[EXERCISE INPUTS — start]
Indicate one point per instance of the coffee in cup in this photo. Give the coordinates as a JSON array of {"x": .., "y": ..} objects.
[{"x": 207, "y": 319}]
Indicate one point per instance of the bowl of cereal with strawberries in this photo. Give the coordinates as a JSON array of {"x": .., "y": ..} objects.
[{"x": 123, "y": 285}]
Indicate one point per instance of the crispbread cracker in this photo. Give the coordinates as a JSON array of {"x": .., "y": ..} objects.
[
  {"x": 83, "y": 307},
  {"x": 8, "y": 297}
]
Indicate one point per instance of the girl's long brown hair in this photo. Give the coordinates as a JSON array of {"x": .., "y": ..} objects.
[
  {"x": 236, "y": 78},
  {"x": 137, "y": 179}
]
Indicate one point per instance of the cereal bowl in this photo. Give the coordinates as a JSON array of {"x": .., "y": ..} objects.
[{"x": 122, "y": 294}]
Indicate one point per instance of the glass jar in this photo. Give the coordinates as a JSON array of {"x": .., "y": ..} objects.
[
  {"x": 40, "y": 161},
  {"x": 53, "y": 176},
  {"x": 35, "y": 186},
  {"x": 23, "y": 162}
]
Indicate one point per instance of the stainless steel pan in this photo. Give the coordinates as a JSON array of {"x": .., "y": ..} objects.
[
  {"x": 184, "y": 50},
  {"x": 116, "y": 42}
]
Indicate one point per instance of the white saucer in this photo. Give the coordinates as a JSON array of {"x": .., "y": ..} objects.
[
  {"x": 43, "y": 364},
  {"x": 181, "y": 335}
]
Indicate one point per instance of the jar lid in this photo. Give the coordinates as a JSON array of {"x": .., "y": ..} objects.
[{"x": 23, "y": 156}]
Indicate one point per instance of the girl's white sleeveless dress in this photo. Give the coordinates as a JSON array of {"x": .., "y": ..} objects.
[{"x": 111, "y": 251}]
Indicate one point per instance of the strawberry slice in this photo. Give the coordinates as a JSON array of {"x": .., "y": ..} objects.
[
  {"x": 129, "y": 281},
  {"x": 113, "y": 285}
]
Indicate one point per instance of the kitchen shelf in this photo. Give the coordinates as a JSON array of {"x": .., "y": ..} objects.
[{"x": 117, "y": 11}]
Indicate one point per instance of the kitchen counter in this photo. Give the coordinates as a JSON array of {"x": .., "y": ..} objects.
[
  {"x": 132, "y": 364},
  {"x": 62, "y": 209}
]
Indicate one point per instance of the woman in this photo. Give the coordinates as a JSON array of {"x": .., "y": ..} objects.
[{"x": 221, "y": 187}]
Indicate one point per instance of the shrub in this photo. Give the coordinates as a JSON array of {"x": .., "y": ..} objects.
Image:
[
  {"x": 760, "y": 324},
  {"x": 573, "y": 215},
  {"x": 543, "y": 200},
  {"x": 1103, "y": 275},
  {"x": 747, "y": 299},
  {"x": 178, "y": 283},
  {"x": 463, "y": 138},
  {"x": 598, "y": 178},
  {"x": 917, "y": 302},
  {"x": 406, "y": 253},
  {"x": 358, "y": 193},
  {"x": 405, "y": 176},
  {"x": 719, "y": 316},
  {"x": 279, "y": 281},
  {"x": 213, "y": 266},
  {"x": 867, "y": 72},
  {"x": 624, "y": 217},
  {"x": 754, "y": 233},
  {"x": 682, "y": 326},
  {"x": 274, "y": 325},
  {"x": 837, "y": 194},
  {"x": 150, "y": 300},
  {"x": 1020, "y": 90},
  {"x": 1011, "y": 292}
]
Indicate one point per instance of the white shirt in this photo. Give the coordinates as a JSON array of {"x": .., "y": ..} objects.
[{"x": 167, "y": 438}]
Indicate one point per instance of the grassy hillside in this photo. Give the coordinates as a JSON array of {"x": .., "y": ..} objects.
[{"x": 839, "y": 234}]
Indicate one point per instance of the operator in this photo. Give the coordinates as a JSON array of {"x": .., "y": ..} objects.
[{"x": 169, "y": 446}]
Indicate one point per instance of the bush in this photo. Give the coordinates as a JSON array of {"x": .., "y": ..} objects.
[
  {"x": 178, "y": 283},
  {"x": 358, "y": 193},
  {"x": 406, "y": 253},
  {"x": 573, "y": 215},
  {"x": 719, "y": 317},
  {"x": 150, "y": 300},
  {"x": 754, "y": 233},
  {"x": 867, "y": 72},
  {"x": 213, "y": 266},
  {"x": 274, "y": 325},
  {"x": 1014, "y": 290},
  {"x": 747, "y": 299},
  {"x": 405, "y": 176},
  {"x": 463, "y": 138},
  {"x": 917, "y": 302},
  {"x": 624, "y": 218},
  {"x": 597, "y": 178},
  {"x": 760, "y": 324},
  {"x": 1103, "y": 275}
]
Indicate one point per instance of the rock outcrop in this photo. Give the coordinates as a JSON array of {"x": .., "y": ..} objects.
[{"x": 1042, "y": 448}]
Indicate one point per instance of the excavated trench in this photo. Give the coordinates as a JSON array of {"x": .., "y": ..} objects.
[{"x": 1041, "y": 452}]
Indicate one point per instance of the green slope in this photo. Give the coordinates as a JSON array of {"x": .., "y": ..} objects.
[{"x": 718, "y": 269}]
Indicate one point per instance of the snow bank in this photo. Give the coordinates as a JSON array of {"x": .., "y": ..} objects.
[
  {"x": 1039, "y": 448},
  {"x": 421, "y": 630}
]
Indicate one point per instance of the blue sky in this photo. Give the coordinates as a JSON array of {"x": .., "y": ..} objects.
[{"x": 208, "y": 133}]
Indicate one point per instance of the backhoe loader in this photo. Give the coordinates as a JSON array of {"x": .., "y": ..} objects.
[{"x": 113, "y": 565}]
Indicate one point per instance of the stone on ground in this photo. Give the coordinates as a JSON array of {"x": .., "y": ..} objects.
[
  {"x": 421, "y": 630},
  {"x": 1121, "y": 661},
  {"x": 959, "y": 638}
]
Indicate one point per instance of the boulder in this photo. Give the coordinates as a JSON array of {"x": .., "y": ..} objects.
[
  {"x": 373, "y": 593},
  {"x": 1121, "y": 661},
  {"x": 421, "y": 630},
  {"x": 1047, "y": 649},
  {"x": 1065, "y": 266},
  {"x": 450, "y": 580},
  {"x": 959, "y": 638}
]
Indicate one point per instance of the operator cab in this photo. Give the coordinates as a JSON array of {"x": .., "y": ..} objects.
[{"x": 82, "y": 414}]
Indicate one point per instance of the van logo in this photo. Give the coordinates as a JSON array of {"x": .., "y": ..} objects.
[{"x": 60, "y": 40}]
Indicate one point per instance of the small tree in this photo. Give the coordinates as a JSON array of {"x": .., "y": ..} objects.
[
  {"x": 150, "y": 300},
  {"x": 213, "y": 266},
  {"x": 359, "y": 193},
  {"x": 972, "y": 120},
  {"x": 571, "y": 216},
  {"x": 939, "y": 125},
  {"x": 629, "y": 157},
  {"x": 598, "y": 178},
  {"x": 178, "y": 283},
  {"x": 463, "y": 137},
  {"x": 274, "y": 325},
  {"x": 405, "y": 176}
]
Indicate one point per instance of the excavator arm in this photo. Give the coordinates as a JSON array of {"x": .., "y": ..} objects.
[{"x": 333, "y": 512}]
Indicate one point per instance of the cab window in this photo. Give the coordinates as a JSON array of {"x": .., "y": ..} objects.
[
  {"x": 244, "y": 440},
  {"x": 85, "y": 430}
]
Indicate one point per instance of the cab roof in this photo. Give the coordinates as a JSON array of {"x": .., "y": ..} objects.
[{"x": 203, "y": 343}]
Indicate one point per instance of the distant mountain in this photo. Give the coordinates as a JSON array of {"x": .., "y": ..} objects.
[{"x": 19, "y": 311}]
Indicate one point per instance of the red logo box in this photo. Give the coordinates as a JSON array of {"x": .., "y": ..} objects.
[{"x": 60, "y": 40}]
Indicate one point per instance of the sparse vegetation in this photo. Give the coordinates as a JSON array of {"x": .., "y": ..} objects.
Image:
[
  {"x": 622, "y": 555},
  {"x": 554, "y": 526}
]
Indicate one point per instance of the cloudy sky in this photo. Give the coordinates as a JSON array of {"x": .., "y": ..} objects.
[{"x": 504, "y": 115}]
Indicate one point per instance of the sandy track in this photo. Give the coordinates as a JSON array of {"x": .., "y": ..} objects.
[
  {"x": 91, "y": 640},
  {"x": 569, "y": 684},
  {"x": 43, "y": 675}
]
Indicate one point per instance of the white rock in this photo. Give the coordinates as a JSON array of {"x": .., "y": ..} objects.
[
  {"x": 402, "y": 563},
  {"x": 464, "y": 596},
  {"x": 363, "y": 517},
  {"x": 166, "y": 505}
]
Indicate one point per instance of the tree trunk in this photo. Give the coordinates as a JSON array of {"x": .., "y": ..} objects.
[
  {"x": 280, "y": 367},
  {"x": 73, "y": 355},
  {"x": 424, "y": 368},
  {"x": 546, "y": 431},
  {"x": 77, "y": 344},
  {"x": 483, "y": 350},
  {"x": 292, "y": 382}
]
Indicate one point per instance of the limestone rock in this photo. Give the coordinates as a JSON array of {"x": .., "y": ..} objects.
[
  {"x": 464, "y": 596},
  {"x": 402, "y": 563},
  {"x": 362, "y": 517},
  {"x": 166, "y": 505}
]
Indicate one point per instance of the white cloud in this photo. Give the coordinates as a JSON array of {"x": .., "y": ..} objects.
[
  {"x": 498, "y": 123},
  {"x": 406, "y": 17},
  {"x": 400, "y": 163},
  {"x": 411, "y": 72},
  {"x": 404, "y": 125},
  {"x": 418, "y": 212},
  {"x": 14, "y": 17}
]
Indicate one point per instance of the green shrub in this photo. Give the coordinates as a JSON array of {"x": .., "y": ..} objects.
[EXERCISE INPUTS — finish]
Check each line of the records above for "shrub", and copy those that have it.

Indicate one point per instance of the shrub in this photo. Give the coordinates as a JSON array of {"x": .., "y": ..} objects.
Indicate one point per instance of the green shrub in this photo. Give the coordinates as a JSON array of {"x": .., "y": ..} objects.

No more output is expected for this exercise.